• **The task**:
Reproduce the records from the line containing "Referring to the screen above, point out where the red sneaker" through the end of the records, substituting "indicate" for each "point out" and leaving everything else unchanged.

• **Material**:
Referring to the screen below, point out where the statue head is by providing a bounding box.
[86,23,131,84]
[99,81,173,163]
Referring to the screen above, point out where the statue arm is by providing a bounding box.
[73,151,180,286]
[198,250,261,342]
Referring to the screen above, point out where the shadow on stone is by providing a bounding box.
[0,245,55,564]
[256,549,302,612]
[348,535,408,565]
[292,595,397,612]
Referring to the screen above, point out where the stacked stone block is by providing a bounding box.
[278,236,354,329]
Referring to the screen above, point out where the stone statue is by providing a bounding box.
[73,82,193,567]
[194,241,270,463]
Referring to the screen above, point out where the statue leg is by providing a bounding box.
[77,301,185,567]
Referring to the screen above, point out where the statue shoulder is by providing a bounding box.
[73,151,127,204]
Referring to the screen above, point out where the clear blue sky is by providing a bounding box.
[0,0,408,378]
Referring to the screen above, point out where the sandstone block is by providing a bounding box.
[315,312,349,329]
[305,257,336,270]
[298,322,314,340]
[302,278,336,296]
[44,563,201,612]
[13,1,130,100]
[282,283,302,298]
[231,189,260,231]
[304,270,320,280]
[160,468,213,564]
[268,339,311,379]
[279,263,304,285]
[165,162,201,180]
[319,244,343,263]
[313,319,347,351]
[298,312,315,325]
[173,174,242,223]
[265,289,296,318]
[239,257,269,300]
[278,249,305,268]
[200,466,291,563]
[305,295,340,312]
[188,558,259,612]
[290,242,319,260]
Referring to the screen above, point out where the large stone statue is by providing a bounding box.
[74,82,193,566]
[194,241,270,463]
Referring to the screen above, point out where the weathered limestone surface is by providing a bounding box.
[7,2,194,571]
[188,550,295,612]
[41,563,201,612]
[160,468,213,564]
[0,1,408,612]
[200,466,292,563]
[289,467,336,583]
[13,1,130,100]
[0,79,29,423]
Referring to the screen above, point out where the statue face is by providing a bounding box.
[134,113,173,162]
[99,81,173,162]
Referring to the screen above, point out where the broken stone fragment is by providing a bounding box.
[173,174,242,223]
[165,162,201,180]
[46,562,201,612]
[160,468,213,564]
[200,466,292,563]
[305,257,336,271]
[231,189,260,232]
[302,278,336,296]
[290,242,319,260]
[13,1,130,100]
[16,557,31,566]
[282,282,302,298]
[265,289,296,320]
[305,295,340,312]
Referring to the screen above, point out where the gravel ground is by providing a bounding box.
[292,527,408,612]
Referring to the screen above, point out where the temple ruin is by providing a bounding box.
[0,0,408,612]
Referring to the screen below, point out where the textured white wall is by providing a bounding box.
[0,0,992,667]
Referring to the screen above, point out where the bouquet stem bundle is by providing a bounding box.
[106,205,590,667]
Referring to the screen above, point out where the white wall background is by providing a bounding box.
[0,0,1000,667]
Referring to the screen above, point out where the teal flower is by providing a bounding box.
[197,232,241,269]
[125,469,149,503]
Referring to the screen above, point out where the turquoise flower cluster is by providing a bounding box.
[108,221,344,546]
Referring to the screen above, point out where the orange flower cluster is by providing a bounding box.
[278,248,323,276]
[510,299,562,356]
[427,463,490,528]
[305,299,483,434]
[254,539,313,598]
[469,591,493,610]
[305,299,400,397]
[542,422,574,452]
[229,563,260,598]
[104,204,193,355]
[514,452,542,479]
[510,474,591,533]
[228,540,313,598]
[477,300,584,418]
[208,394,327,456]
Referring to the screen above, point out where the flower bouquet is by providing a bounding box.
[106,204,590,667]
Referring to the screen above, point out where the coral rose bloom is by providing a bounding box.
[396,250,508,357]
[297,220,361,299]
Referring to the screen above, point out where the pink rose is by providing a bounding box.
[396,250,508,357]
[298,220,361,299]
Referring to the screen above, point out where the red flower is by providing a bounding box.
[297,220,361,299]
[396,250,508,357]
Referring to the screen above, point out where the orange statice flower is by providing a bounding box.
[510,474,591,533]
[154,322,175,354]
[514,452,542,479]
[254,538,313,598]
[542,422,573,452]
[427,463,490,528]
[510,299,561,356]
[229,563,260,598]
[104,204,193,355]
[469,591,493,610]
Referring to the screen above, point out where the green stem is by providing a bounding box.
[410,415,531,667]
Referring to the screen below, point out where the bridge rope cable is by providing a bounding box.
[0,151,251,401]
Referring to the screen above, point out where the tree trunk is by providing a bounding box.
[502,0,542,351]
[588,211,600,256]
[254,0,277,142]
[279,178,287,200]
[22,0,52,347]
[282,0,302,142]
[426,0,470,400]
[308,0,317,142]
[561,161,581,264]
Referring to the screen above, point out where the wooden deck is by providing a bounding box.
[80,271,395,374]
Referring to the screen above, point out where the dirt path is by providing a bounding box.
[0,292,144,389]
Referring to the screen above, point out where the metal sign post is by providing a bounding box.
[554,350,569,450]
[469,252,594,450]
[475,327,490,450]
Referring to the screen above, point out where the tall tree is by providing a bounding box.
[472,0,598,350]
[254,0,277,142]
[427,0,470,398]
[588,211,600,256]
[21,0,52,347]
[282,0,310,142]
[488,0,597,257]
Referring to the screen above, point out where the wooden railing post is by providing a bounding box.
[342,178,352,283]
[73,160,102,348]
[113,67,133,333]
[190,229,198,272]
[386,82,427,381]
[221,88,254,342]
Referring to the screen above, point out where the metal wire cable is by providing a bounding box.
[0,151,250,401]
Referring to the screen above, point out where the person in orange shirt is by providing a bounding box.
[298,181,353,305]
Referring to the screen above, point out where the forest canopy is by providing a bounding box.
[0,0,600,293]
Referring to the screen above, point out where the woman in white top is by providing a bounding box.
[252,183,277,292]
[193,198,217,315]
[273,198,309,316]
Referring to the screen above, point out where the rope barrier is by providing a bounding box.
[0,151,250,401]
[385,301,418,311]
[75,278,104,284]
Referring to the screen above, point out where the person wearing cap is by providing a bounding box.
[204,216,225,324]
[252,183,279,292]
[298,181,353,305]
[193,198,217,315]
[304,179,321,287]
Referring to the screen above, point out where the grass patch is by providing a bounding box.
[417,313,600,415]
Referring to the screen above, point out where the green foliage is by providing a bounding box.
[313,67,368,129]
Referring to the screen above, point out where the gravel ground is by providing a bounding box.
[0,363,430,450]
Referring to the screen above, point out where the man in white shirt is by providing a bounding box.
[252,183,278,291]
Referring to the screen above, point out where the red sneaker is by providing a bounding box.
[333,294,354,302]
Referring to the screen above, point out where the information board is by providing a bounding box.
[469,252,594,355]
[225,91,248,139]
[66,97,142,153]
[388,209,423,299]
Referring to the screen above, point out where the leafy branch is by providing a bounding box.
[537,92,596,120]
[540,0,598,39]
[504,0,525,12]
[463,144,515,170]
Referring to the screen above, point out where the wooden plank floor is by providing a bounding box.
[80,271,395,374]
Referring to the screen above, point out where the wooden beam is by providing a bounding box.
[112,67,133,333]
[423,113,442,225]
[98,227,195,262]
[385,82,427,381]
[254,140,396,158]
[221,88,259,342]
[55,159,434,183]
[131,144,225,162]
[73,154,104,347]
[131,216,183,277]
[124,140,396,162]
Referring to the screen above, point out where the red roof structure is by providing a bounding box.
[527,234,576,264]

• **Task output**:
Referring to the screen above, indicate where the red sneaker is by providing a bounding box.
[333,294,354,302]
Referring to the screen above, indicate where the information board is by providing a bounding box.
[469,252,594,355]
[225,91,248,139]
[66,97,142,153]
[388,209,423,299]
Referring to the screen above, indicate where the leafy branch is by providing a bounding box.
[537,92,596,120]
[540,0,598,39]
[504,0,525,12]
[463,144,515,170]
Referring to the screen above, indicate where the wooden plank floor is by providing a bounding box.
[80,271,395,374]
Referring to the screen above, indicate where the wooden beam is by providing a bounding box.
[112,67,133,333]
[423,113,442,225]
[98,227,195,262]
[385,82,427,381]
[254,140,396,158]
[221,88,259,342]
[55,159,434,183]
[131,144,225,162]
[73,154,104,347]
[131,216,183,277]
[124,140,396,162]
Referring to the screen above, indicate where the red roof structure is by providing a bounding box.
[527,234,576,264]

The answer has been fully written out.